Directive: Please pull out each line of the records that contains the string "model", and list those lines in the order they appear.

Information provided:
┌────────

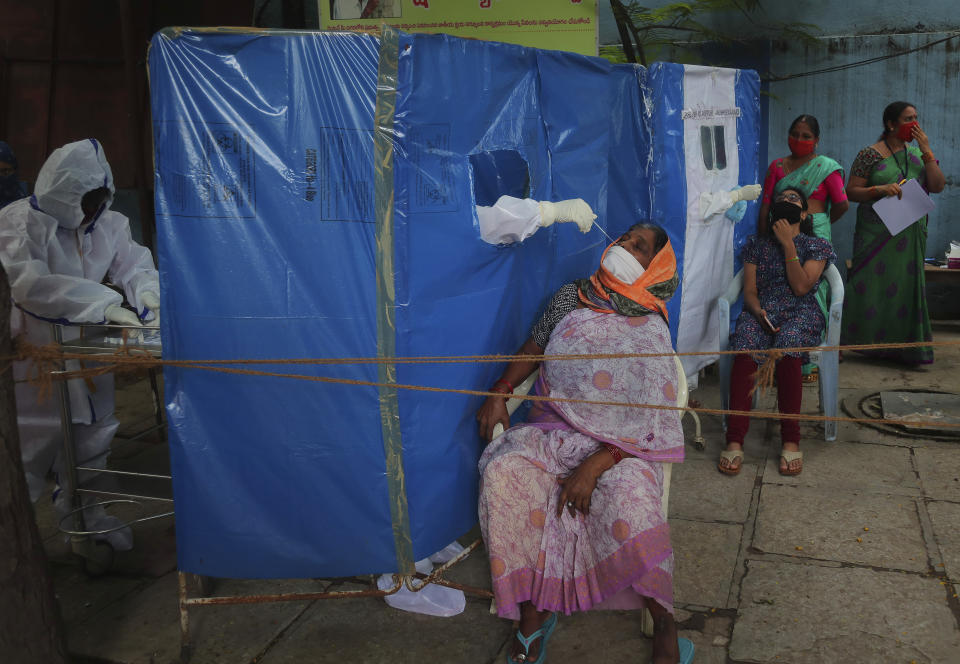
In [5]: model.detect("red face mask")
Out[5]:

└────────
┌────────

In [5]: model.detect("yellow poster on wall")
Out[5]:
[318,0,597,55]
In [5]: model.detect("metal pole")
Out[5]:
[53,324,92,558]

└────────

Reply to the task:
In [5]: model.detect("red face mask")
In [5]: model.detect("yellow poster on wall")
In [5]: model.detect("metal pole")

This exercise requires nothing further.